## Dataset records
......

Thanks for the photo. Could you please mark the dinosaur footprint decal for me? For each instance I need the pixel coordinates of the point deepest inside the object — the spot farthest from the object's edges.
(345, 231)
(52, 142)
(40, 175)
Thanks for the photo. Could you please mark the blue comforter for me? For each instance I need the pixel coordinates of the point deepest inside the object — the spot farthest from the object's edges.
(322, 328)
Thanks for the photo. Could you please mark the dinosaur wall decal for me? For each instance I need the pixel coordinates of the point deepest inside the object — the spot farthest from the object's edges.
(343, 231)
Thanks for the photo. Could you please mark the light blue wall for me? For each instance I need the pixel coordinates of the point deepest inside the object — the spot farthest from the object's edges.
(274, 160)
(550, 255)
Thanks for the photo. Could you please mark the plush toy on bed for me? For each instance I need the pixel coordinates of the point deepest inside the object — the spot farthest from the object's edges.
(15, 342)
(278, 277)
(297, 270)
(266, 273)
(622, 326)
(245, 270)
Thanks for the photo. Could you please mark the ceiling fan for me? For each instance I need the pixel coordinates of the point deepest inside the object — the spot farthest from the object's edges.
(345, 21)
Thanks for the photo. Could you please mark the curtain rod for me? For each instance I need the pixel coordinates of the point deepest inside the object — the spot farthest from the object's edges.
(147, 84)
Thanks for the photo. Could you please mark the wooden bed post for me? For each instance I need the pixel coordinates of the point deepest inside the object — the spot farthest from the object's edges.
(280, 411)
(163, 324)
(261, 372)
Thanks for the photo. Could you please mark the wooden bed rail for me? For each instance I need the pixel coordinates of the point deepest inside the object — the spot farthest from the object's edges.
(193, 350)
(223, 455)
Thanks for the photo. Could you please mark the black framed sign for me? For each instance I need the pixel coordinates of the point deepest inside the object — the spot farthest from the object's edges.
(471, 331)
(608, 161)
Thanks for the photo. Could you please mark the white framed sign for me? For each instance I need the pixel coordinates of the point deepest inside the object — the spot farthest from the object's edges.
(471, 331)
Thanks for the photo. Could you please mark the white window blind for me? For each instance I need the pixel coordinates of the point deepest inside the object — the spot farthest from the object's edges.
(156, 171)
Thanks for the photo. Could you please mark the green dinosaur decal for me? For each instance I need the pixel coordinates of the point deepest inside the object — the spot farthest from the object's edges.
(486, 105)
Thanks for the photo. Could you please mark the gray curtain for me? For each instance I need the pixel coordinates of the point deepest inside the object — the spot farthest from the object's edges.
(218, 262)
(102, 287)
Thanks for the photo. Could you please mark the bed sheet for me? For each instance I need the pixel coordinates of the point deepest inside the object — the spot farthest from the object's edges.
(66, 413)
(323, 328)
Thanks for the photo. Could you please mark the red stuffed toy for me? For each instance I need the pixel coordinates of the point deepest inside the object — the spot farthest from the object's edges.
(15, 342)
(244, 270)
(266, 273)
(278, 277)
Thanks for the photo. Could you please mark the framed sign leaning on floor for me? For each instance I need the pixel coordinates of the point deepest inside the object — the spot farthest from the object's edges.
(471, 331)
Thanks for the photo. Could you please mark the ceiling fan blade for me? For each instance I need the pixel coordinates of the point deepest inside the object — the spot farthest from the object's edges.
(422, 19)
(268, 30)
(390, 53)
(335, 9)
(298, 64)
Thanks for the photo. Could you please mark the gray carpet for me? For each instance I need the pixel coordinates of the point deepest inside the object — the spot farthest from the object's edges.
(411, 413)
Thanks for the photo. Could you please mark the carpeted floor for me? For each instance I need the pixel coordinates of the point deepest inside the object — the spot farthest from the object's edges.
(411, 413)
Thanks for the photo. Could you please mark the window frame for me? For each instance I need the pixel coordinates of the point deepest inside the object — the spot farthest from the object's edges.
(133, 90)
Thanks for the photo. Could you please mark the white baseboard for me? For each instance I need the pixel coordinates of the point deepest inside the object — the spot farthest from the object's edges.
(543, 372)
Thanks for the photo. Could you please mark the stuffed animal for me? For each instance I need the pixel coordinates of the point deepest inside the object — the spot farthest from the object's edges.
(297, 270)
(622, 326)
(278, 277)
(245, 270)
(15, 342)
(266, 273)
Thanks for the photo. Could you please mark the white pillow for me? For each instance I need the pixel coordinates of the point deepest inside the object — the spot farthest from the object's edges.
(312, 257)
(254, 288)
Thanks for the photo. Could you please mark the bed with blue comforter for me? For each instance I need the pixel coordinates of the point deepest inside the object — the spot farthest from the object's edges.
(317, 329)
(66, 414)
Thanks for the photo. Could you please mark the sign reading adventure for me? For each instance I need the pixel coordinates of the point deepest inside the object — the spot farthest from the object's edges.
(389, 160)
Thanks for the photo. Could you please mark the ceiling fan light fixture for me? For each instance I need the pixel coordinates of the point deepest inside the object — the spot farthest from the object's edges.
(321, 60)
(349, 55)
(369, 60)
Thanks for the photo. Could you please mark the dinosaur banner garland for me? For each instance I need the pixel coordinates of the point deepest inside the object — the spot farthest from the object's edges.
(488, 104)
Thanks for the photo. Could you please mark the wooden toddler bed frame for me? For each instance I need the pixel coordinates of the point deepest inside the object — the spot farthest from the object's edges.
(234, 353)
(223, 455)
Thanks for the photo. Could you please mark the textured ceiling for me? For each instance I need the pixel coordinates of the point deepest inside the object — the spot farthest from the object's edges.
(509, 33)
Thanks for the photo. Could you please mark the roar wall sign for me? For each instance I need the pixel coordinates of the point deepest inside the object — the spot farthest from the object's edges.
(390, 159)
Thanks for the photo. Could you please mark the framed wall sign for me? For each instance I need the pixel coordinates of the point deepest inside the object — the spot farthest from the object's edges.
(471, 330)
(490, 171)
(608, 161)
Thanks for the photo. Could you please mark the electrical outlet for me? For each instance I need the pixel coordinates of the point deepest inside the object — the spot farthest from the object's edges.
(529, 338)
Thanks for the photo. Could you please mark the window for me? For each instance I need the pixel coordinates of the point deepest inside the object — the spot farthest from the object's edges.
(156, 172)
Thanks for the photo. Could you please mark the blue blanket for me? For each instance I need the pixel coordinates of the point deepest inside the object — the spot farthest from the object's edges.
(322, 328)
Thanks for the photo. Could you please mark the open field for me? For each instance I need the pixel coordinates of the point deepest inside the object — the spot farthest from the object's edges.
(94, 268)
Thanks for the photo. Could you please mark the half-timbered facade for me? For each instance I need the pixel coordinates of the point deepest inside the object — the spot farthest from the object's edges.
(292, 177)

......

## Instructions to follow
When the entries above are retyped, each line must stay exactly as it is.

## Answer section
Thanks for the photo. Could you please mark the dinosaur footprint decal for me? For each instance I need the pixel coordinates of the point deepest inside the object — the spot farthest from the object's edges.
(345, 231)
(52, 142)
(40, 175)
Thanks for the photo. Could you please mark the blue comforter for me? For each instance I need the pixel coordinates of the point deepest inside the object — the spot farthest from the object's edges.
(322, 328)
Thanks for the photo. Could you please mark the dinosaur wall decal for me? For each instance I need the pixel coordinates of the point deepest inside the object — the spot farthest from the object's edges.
(343, 231)
Thanks for the photo. Could you please mark the light blue wall for me? For each instance I need the pixel coordinates of the point deepest inside the object — the spot farthest from the object's edges.
(274, 160)
(550, 255)
Thanks for the photo. Could you please mark the plush toy on bed for me? For each instance I need the pixel coordinates of the point deepest inside the object — the spot farthest from the object's edges.
(15, 342)
(278, 277)
(297, 270)
(266, 273)
(622, 326)
(245, 270)
Thanks for the photo. Could you please mark the ceiling fan for me? For each instance I need the pixel coordinates of the point deepest inside the object — the spot farthest from the object's edges.
(345, 21)
Thanks for the photo. Could you please mark the curtain rod for me? For each instance I need the pixel coordinates of the point deepest inside the object — the spot farthest from the object's edges.
(147, 84)
Thanks for the photo. Could you please mark the wooden bed post for me? For each instance I need the pixel coordinates of the point deepest inside the object — the spot farthest from the object's edges.
(280, 411)
(163, 324)
(261, 372)
Thanks for the photo. Could you please mark the wooden bed rail for me? For each instance I need the pixel coordinates of the point deepest inside the object — the spot farthest from the object's edges.
(193, 350)
(223, 455)
Thanks for the photo. Could you please mark the black framed sign for me? For each instance I need the pixel coordinates of the point deepest inside the object — the spot farthest from the object's edges.
(471, 331)
(608, 161)
Thanks for the photo. Could you please mark the white framed sign for me? For each instance I need the pixel coordinates of the point deepest inside the object — the spot farthest from the object's edges.
(471, 331)
Thanks for the photo. Could you please mark the white window blind for me? For each instance I need the pixel coordinates of the point deepest inside the object — the spot farthest from the object's edges.
(156, 171)
Thanks for the photo. Could you please mark the green dinosaur decal for me? For each instance I need the pixel coordinates of the point deepest inside the object — the spot farthest from the object's edges.
(486, 105)
Thanks for the photo. Could you please mark the gray curtain for me? For each instance I need the pixel coordinates of the point deepest inside the object — the spot farthest from the object's edges.
(218, 262)
(102, 287)
Thanks for the photo. Could you please mark the bed sheet for me? For each instance I need the pixel coordinates of the point deepest inside the object — the spot farthest from the object's edges.
(66, 413)
(323, 328)
Thanks for the photo. Could you please mark the red stuffed toy for me? For each instance I need the pixel coordinates of the point deepest inside the object — the spot farthest from the object's edges.
(15, 342)
(244, 270)
(266, 273)
(278, 277)
Thanks for the photo. Could you please mark the framed sign leaning on floor for me? For each instance I need the pixel coordinates of the point deepest inside the object — the spot farthest from the object's edges.
(471, 331)
Thanks for the photo. Could you please mark the ceiling fan blade for me? For each instance I need the pixel coordinates of the point deepest inside the object — the spot farthest from the object's edges.
(422, 19)
(268, 30)
(390, 53)
(335, 9)
(298, 64)
Thanks for the photo. Could you please mark the gray carpet for me? For each instance I need the pixel coordinates of the point deepest inside the object — the spot farthest from the object's edges.
(411, 413)
Thanks for the photo. Could you please mark the carpeted floor for me? For each instance I need the pixel coordinates of the point deepest inside the object — the spot farthest from the object's edges.
(411, 413)
Thanks for the photo. Could you please mark the window frame for me? For each instance I need the pixel coordinates of the point deepest inside the object — the spot farthest from the object's edges.
(133, 90)
Thanks for the photo. Could you please mark the white baseboard for me? For each instance I need the pixel coordinates of the point deepest inside the object — the spot farthest from the object's edges.
(543, 372)
Thanks for the photo. Could you please mark the stuffed animal for me? For each instance I need the pixel coordinates of the point deepest inside the object — the spot farthest from the object's edges.
(297, 270)
(622, 326)
(278, 277)
(245, 270)
(15, 342)
(266, 273)
Thanks for the photo. Could you please mark the white pillow for me? For each instance I need the pixel coordinates of the point deepest inside the object — the spot farthest from the object's edges.
(312, 257)
(254, 288)
Thanks for the photo. Could you please mark the bed with blue comforter for me? For each instance I need the pixel coordinates of the point deepest inside the object — the spot farthest from the object's edges.
(317, 329)
(66, 414)
Thanks for the photo. Could you please mark the sign reading adventure for me? For each instance I need the pixel coordinates of the point deepest inside the object — the spot farthest from the object's edges.
(389, 160)
Thanks for the photo. Could you please mark the ceiling fan light fixture for me? For each instance I need the pixel coordinates of the point deepest inside the object — the spot farthest from the object's edges.
(321, 60)
(349, 55)
(369, 60)
Thanks for the photo. Could you please mark the dinosaur banner garland for me? For each instance I need the pixel coordinates of the point deepest inside the object — the spot farthest from the object's edges.
(488, 104)
Thanks for the photo. Could you please mark the wooden toddler bed frame for me? For each instance I need the pixel coordinates of the point deepest inside the object — the spot farthest from the object's edges.
(234, 353)
(223, 455)
Thanks for the photo. Could you please mark the textured ceiling for me? For each instance I need the pixel coordinates of the point deepest inside the object — the spot farthest from the object's edges.
(509, 33)
Thanks for the photo. Could you please mark the roar wall sign for me? For each instance I need the pixel coordinates of the point deepest inside the object — the spot farthest from the object's edges.
(390, 159)
Thanks for the photo. Could you please mark the framed wall sign for me? For each instance I need the pixel coordinates of the point deepest inside the object — the spot farthest from the object's edges.
(471, 330)
(490, 171)
(608, 161)
Thanks for the photo. Could you please mark the electrical outlet for me? For each instance I need the pixel coordinates of the point deepest inside the object — the spot farthest from the object's edges.
(529, 338)
Thanks for the photo. Could you please mark the window for me? For each instance I need the pixel coordinates of the point deepest inside the object — the spot farthest from the object's edges.
(156, 172)
Thanks for the photo. Could you please mark the blue blanket for me? For each instance I need the pixel coordinates of the point deepest inside the object — the spot farthest from the object's edges.
(322, 328)
Thanks for the photo. Could you please mark the open field for me? For each instance I need the pixel coordinates of the point deepest inside the object — the spot farthest from the object's edges.
(94, 268)
Thanks for the photo. Could you please mark the half-timbered facade for me? For each instance I need the pixel coordinates of the point deepest inside the object — the spot farthest from the object's edges.
(292, 177)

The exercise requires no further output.